═════ Information provided ═════

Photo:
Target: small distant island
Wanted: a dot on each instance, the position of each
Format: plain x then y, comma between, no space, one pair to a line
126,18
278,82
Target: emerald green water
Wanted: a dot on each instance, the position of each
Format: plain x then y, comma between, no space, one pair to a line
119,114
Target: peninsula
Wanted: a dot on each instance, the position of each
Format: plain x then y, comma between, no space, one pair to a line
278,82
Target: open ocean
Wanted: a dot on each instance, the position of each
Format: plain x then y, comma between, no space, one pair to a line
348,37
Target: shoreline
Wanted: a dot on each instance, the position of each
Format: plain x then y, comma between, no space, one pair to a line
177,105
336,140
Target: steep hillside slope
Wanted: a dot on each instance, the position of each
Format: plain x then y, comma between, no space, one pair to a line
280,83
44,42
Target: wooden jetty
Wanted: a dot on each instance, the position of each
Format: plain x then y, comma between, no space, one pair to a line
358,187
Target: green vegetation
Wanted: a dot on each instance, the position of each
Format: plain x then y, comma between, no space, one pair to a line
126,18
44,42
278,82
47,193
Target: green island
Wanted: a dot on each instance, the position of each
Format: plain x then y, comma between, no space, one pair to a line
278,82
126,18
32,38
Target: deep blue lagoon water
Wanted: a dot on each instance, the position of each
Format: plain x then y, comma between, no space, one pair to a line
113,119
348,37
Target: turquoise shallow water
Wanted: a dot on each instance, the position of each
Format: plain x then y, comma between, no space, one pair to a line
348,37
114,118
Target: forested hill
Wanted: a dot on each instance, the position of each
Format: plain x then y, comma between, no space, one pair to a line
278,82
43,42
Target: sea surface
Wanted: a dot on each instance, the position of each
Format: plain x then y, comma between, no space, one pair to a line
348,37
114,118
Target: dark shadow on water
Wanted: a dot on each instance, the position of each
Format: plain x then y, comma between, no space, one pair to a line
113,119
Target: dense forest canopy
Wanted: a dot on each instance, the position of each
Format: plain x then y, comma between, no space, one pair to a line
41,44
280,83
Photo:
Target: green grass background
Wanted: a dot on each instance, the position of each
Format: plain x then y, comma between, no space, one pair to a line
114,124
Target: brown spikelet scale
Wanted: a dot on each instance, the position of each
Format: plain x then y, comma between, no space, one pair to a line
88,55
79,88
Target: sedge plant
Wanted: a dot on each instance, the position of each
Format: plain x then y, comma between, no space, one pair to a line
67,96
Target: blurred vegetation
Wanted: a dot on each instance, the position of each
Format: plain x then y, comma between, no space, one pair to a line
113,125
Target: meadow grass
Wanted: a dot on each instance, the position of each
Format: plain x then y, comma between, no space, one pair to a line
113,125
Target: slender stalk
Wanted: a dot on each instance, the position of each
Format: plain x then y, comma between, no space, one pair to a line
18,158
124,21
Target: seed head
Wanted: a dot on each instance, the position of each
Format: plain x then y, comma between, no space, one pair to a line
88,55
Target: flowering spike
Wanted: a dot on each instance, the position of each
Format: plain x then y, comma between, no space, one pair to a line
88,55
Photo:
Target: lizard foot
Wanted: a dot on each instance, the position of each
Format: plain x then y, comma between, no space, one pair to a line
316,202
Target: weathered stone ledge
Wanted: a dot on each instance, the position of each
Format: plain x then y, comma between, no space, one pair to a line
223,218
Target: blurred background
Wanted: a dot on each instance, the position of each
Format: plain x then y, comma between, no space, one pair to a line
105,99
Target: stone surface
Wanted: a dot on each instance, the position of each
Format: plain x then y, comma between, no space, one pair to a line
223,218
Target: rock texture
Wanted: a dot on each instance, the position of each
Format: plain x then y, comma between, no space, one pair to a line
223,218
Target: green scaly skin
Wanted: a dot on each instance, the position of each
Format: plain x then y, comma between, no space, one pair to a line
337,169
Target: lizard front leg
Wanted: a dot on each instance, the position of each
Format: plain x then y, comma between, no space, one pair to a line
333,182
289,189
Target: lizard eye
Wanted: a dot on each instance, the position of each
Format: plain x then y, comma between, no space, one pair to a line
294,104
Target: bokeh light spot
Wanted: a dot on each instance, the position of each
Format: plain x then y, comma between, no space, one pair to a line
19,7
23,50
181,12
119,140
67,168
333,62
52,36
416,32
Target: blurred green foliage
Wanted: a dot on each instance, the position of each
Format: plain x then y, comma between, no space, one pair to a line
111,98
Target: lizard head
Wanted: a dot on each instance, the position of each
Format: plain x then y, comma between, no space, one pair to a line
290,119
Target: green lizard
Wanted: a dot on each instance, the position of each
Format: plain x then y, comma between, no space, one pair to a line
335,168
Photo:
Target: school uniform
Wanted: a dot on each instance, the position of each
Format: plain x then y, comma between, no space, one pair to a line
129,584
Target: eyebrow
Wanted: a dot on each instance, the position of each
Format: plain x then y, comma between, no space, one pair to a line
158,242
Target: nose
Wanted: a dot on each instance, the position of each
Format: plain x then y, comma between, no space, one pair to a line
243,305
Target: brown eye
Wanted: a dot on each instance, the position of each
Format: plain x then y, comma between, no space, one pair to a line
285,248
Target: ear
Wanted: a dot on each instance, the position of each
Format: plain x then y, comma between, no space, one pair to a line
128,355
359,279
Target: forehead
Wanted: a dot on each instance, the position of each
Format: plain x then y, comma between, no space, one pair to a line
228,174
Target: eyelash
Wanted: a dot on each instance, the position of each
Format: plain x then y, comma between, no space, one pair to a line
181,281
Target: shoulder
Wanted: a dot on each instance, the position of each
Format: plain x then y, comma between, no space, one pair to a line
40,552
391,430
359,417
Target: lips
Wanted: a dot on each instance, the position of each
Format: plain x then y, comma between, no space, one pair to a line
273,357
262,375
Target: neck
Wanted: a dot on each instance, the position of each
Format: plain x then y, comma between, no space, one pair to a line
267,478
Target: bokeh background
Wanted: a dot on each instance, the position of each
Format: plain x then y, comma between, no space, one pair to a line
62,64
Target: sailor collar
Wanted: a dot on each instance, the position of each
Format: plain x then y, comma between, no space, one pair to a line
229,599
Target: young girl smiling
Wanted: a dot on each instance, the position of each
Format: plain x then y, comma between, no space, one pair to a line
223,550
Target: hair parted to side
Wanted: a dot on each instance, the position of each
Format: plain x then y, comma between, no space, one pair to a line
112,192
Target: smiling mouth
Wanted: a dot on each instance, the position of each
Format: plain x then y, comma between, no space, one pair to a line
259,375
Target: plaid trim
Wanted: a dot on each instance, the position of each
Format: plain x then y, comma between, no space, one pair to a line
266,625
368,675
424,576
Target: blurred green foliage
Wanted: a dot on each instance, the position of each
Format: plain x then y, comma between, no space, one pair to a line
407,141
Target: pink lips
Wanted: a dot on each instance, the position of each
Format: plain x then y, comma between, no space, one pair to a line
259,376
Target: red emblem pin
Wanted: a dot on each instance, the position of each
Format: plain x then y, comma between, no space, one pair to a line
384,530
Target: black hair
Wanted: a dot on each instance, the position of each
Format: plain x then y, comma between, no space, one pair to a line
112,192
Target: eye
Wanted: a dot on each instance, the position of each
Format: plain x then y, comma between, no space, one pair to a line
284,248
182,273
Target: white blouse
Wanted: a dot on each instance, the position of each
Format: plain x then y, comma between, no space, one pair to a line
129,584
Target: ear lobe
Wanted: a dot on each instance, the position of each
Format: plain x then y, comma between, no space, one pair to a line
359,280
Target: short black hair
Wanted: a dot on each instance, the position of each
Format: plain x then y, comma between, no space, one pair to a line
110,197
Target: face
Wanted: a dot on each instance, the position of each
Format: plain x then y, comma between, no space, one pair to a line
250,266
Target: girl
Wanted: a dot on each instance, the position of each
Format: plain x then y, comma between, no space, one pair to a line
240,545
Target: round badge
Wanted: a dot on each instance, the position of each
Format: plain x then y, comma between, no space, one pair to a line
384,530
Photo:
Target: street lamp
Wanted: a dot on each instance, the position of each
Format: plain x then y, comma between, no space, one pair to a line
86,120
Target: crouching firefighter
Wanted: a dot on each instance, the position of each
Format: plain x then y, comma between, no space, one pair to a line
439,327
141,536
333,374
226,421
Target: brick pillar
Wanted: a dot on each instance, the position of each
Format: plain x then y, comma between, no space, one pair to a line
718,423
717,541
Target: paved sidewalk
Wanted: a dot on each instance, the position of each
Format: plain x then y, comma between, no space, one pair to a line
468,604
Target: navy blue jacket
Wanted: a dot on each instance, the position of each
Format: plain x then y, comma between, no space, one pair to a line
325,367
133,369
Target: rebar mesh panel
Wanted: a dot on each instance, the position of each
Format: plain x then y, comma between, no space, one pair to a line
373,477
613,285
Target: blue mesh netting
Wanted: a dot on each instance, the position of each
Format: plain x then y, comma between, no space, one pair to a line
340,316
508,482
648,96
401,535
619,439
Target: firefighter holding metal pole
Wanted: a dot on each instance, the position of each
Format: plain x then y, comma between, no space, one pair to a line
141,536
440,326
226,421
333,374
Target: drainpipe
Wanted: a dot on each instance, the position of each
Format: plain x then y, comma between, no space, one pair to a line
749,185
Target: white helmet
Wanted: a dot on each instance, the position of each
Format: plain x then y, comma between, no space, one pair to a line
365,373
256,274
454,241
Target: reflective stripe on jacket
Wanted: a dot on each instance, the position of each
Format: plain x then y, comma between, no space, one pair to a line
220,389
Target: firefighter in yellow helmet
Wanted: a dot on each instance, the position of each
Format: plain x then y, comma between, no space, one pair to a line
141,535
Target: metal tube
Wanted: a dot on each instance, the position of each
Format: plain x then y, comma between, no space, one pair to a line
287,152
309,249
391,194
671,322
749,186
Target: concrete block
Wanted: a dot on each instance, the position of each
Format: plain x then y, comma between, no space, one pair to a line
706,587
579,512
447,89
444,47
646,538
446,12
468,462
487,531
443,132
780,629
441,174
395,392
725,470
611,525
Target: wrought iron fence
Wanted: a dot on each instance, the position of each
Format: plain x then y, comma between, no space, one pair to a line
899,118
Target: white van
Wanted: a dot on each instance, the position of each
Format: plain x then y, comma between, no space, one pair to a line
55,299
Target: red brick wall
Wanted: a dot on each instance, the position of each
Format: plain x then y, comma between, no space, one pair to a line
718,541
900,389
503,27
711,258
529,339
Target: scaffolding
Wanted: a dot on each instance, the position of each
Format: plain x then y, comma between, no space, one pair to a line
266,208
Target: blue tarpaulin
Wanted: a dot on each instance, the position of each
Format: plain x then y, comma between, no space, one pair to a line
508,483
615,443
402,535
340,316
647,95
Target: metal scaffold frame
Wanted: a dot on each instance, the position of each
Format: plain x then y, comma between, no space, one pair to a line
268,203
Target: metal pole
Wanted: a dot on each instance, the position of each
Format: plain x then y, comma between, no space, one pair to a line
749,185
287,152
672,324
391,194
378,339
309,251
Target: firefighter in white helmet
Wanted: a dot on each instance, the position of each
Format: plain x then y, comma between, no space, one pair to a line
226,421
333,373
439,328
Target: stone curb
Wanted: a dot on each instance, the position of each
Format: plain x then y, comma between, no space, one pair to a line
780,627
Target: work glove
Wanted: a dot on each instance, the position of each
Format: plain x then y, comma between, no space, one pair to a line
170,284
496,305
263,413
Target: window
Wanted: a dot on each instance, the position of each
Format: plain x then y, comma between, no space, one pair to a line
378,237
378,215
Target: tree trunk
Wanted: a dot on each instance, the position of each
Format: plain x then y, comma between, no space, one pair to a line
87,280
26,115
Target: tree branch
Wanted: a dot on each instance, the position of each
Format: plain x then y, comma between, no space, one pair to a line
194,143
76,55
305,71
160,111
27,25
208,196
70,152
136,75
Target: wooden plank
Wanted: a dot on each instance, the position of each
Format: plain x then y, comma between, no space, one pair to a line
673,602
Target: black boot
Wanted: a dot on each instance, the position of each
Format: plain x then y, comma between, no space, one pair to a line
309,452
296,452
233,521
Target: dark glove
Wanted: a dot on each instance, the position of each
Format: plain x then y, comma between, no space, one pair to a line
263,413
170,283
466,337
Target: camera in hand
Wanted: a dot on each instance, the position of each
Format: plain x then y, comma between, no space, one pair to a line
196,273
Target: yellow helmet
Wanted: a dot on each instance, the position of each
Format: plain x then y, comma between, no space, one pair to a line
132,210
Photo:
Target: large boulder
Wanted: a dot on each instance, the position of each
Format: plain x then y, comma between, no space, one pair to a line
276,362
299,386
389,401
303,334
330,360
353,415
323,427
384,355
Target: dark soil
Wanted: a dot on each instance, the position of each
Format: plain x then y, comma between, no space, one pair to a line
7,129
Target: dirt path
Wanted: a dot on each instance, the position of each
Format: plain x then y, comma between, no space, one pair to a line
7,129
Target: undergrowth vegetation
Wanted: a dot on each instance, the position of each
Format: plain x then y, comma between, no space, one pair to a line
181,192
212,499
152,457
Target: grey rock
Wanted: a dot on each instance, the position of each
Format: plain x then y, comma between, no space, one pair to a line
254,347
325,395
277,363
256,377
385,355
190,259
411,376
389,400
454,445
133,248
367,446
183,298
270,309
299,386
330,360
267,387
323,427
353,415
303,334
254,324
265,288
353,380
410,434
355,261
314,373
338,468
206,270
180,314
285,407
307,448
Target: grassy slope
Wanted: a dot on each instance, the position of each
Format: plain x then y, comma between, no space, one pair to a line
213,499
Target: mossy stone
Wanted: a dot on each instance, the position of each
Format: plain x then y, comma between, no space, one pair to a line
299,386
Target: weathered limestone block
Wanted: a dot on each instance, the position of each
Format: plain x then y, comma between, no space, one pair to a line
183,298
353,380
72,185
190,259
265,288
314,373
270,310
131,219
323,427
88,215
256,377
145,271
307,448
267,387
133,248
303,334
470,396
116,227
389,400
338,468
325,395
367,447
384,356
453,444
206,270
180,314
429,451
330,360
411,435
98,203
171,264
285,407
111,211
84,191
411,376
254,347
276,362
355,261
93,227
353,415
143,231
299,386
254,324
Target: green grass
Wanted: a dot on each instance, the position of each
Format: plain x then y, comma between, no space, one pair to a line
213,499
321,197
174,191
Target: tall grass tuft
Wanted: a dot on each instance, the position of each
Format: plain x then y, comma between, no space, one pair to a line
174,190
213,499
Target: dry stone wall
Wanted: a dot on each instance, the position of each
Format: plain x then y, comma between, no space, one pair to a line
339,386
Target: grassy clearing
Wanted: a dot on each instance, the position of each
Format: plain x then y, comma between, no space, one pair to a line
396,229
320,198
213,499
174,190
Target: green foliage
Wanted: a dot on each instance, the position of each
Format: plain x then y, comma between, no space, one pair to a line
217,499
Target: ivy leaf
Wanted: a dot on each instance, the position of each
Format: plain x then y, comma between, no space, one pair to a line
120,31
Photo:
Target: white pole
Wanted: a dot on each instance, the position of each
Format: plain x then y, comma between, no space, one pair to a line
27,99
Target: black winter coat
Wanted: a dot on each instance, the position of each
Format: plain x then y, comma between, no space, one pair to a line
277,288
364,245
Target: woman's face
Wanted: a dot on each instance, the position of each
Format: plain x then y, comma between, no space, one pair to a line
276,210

═════

Exercise description
Your answer must be a single number: the count of lines in the records that hold the word "glove".

Result
2